> [Aim 1]: Rewrite the saved data entries listing from its first line through the line with "[[250, 232]]", putting "orange fall tree" in place of "orange autumn tree" and keeping everything else the same. Leave the pictures out.

> [Source]:
▽

Why I Work at Restoring Artists Identity:
We’ve become far too comfortable with the theft of art work turned social media gimmick. We see a quote, feel a pang of resonance, and hit “like” or “share,” never stopping to ask whose hands actually typed those words. In many high-traffic poetry and art groups, posts from “top contributors” and “ anonymous group members” strip the artists of their identity, leaving behind nothing but a “vibe” and maybe the artists initials.
The Origin of the Rescue
While my focus is often on supporting the indie creative community; I am against all plagiarism, stolen credit, and ill-attributed works in any form. Whether an artist is indie or traditionally published, if their work moves me, I will refuse to push their stolen content through social media algorithms. I am dedicated to providing them authentic credit while offering creative advice to others.
Upon seeing this latest example today, I finally put together the framework for a solution.
The Change:
Instead of just scrolling past with a sigh, I am launching a casually recurring series on the Open Shelf. I will be finding the humans behind the ill-attributed quotes, poems, and prose, and restoring their credit. If I was moved by the work of course. The posts will also go on to use their work as a jump-off point to show you how to dismantle a spark and build something entirely your own.
We are all feeding the cycle of uncredited, low-energy sharing. In order to do more than speak of change I want to see in art, media, literature, and well the world, this is how I will begin to actually implement some of these changes. This is restoration for the art that moves me while I also work at improving the ethics of crediting a creative person accurately.
Along side these actions to create change I will layer art and literature history where fitting. As well as taking advantage of the opportunity to show other creative individuals you how sparks can be dismantled and rebuilt into something entirely new, sometimes not even remotely relevant to the piece that sparked your creativity.
D.K. Marie – The First Creative Restoration:
The piece I saw circulating today is by D.K. Marie, an author that has navigated both the traditional and self-publishing worlds to become an Amazon #1 bestseller.

△

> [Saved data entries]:
▽

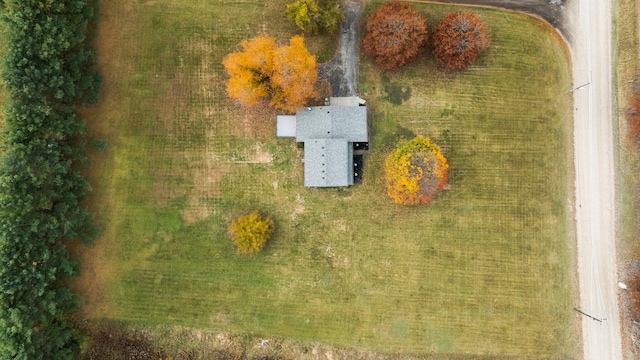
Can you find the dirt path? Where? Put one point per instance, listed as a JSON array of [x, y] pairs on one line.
[[586, 25], [590, 24], [342, 70]]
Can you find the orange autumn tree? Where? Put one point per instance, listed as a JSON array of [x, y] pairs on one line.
[[633, 116], [250, 232], [415, 172], [458, 39], [285, 75], [396, 34]]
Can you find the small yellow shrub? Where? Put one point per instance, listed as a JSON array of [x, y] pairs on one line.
[[250, 232]]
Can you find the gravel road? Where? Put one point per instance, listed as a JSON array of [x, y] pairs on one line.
[[342, 70], [586, 26], [590, 24]]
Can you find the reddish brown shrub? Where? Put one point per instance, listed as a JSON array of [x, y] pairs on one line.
[[458, 39], [396, 34], [633, 116]]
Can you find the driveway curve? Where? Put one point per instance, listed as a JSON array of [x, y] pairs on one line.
[[342, 70], [586, 26]]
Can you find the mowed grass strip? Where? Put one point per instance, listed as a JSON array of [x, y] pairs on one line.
[[485, 269]]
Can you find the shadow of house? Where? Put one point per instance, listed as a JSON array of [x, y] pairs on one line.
[[328, 134]]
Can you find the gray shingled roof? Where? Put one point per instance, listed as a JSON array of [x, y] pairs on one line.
[[327, 162], [328, 133], [332, 122]]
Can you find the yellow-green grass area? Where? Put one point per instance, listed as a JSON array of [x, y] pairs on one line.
[[484, 270], [626, 66]]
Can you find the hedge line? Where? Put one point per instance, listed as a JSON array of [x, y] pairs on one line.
[[48, 69]]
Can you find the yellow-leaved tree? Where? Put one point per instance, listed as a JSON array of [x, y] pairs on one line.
[[285, 75], [250, 232], [415, 171]]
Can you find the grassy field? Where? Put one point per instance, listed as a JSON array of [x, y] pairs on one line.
[[485, 269], [626, 68]]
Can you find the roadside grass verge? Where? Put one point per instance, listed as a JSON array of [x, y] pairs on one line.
[[485, 269], [626, 67]]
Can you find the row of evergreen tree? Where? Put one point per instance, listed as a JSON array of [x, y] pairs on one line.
[[48, 70]]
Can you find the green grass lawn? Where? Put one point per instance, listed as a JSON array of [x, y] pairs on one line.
[[485, 269]]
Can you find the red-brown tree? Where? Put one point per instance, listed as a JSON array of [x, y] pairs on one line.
[[396, 34], [458, 39], [633, 116]]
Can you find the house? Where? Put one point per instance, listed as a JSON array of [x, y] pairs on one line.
[[330, 134]]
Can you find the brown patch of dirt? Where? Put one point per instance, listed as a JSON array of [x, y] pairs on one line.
[[95, 269], [257, 121]]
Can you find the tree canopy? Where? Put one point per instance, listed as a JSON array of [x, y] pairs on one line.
[[286, 75], [314, 16], [415, 171], [396, 34], [48, 68], [250, 232], [458, 39]]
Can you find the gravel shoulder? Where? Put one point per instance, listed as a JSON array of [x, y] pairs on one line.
[[586, 26], [342, 70]]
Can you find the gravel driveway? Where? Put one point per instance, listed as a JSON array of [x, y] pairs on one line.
[[342, 70]]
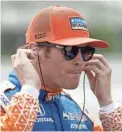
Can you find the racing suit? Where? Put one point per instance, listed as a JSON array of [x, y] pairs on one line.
[[25, 110]]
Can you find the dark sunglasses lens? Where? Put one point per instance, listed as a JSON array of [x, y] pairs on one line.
[[87, 53], [70, 52]]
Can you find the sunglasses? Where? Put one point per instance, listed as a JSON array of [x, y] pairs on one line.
[[70, 52]]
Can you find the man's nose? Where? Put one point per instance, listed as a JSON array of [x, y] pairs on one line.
[[78, 60]]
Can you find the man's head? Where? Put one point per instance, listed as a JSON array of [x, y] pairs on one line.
[[66, 27]]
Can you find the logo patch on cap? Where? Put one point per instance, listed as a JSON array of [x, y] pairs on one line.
[[78, 23]]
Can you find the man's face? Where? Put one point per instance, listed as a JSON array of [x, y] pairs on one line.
[[61, 73]]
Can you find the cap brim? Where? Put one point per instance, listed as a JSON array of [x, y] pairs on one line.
[[81, 41]]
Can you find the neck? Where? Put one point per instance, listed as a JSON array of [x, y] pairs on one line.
[[51, 90]]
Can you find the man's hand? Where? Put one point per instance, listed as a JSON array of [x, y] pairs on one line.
[[23, 64], [99, 74]]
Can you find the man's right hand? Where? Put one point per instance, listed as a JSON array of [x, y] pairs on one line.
[[23, 64]]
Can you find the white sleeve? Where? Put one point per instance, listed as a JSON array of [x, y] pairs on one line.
[[109, 108], [30, 90]]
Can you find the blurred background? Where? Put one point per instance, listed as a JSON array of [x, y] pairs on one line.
[[104, 22]]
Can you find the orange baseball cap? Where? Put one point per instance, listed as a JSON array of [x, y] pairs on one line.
[[62, 26]]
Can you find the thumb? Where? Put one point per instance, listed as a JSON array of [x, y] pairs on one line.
[[90, 75]]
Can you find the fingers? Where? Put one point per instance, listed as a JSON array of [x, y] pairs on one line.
[[98, 64], [93, 68]]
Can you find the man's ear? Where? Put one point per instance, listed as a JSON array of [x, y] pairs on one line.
[[33, 46]]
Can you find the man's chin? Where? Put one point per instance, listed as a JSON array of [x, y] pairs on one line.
[[70, 88]]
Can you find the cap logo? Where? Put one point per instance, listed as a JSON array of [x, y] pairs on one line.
[[78, 23], [40, 35]]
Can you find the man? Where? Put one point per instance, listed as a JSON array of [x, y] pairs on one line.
[[58, 50]]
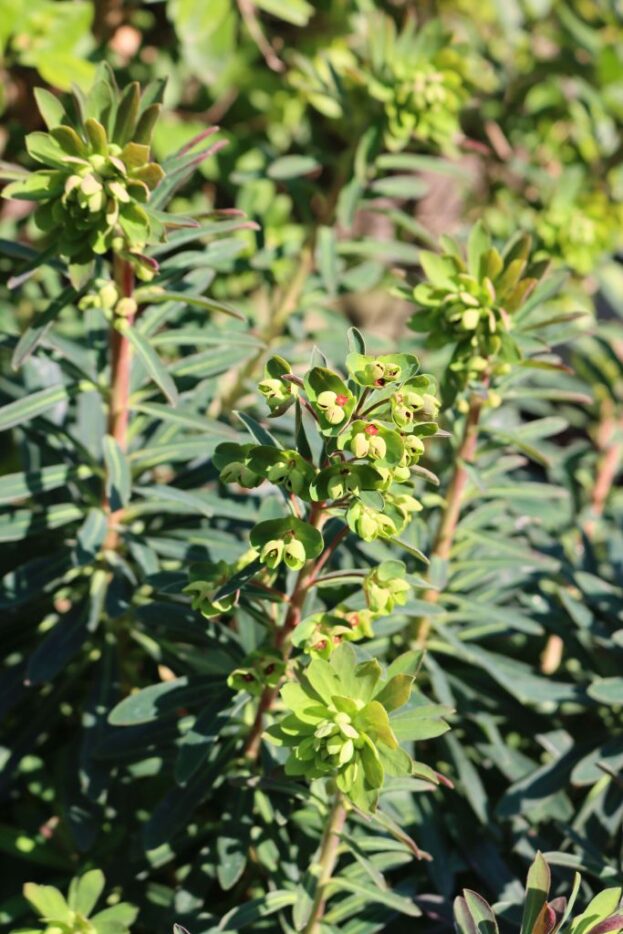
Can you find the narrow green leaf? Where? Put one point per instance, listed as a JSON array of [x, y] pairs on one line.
[[118, 477], [537, 891], [34, 334], [151, 361], [23, 410]]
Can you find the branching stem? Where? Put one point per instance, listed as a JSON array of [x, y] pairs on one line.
[[327, 860], [283, 636], [446, 532], [120, 374]]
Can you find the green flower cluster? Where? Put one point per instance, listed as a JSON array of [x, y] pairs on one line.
[[372, 429], [470, 302], [290, 541], [340, 725], [261, 669], [424, 83], [320, 634], [385, 587], [73, 915], [581, 224], [96, 180]]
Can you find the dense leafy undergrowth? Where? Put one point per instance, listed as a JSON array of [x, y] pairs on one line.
[[312, 431]]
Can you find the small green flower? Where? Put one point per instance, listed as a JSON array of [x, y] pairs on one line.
[[332, 405], [471, 302], [206, 580], [278, 392], [233, 462], [386, 588], [261, 669], [368, 523], [369, 443], [287, 540], [283, 468], [93, 190], [330, 398]]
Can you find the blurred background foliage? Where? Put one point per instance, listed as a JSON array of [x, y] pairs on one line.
[[357, 132]]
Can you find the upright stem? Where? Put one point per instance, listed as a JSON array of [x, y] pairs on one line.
[[446, 532], [327, 859], [609, 462], [283, 641], [120, 373], [120, 361], [275, 325]]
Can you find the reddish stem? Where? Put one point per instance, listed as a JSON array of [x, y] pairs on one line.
[[120, 374], [283, 635], [446, 532]]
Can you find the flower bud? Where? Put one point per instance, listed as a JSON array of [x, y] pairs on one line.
[[294, 554], [272, 553]]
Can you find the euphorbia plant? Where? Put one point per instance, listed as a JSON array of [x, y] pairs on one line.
[[347, 474], [540, 914]]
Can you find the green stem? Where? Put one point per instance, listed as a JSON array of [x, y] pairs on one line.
[[283, 640], [120, 374], [327, 860], [444, 540]]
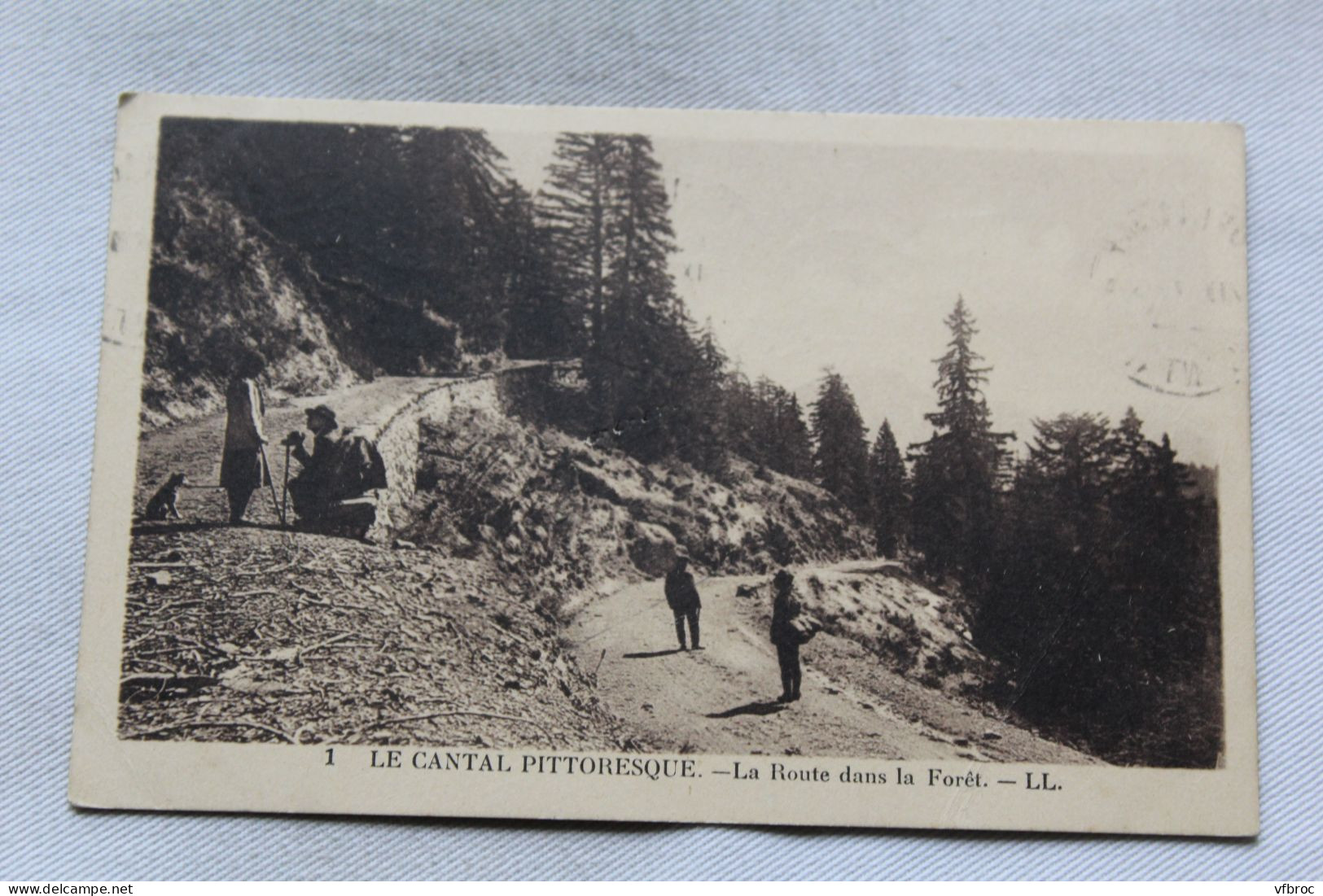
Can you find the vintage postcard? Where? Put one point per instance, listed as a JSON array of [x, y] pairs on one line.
[[672, 465]]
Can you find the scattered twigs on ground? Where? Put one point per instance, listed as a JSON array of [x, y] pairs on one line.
[[186, 726], [430, 716]]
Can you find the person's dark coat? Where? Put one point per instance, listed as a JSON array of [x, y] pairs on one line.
[[681, 595], [785, 610]]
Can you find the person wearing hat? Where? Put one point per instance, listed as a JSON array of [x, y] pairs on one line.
[[681, 597], [785, 611], [313, 489], [243, 470]]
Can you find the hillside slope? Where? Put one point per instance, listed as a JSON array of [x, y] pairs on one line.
[[567, 520]]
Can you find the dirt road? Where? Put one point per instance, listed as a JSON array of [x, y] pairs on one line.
[[721, 699]]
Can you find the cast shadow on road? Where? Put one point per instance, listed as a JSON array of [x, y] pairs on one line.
[[757, 707]]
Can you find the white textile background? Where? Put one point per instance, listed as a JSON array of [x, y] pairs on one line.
[[63, 65]]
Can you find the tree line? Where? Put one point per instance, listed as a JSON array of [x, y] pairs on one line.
[[1086, 567]]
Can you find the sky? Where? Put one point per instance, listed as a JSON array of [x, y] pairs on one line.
[[1100, 278]]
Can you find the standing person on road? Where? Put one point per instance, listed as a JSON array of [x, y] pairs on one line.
[[785, 611], [243, 470], [681, 595]]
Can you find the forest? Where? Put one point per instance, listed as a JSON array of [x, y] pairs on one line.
[[1086, 562]]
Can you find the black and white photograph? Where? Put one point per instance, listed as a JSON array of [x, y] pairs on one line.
[[531, 447]]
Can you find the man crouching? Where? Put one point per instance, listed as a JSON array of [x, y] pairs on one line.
[[330, 493]]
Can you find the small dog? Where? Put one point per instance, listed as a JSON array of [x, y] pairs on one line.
[[164, 502]]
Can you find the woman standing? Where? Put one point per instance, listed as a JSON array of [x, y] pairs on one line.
[[243, 470], [785, 611]]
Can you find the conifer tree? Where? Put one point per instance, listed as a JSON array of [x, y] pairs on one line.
[[887, 481], [958, 470], [577, 208], [840, 448]]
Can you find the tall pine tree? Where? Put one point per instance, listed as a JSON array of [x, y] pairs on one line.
[[840, 447], [888, 500], [958, 470]]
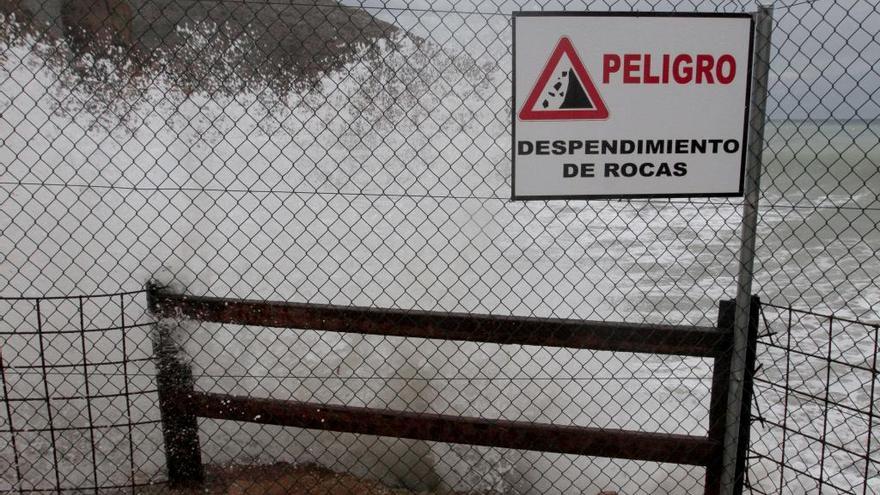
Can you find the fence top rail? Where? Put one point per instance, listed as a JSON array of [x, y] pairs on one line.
[[595, 335]]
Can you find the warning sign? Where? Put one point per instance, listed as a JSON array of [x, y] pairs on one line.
[[564, 90], [611, 105]]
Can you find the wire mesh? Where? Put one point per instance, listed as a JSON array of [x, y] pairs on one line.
[[357, 153], [814, 412]]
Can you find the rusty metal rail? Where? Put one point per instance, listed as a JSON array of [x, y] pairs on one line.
[[181, 404]]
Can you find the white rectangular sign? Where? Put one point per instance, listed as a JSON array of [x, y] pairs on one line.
[[612, 105]]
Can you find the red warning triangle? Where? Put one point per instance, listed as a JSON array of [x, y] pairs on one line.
[[579, 100]]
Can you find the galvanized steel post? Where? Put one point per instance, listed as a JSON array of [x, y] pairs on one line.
[[757, 114]]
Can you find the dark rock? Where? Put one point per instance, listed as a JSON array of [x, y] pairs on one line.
[[97, 25], [16, 8]]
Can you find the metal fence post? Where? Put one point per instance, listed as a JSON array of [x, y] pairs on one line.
[[745, 424], [757, 113], [718, 402], [180, 429]]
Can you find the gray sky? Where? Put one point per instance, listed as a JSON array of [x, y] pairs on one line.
[[826, 53]]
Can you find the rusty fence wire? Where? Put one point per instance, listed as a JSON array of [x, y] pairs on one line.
[[79, 395], [358, 154], [814, 418]]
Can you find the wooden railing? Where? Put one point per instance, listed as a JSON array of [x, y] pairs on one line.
[[181, 404]]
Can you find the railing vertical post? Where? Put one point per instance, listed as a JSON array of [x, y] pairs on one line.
[[752, 194], [180, 428], [718, 402], [745, 425]]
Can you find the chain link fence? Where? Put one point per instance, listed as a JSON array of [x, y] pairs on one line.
[[357, 153], [814, 415]]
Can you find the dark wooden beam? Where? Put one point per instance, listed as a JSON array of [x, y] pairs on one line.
[[596, 335], [644, 446]]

△

> [Aim 2]: According to the piece on restoring artists' identity, where is the writer launching the casually recurring series?

> [Exercise answer 1]:
Can you find the dirt path? Where? Put one point per instance, listed as a JSON array of [x, y] pairs on one line.
[[586, 25], [590, 24], [342, 70]]
Can you find the orange fall tree? Where? Put one point per instance, listed as a JSON array of [x, y] pairs on one line.
[[633, 116], [250, 232], [415, 172], [458, 39], [285, 75], [396, 34]]
Can you find the small yellow shrub? Where? Put one point per instance, listed as a JSON array of [x, y] pairs on one line.
[[250, 232]]

> [Exercise answer 2]: On the Open Shelf.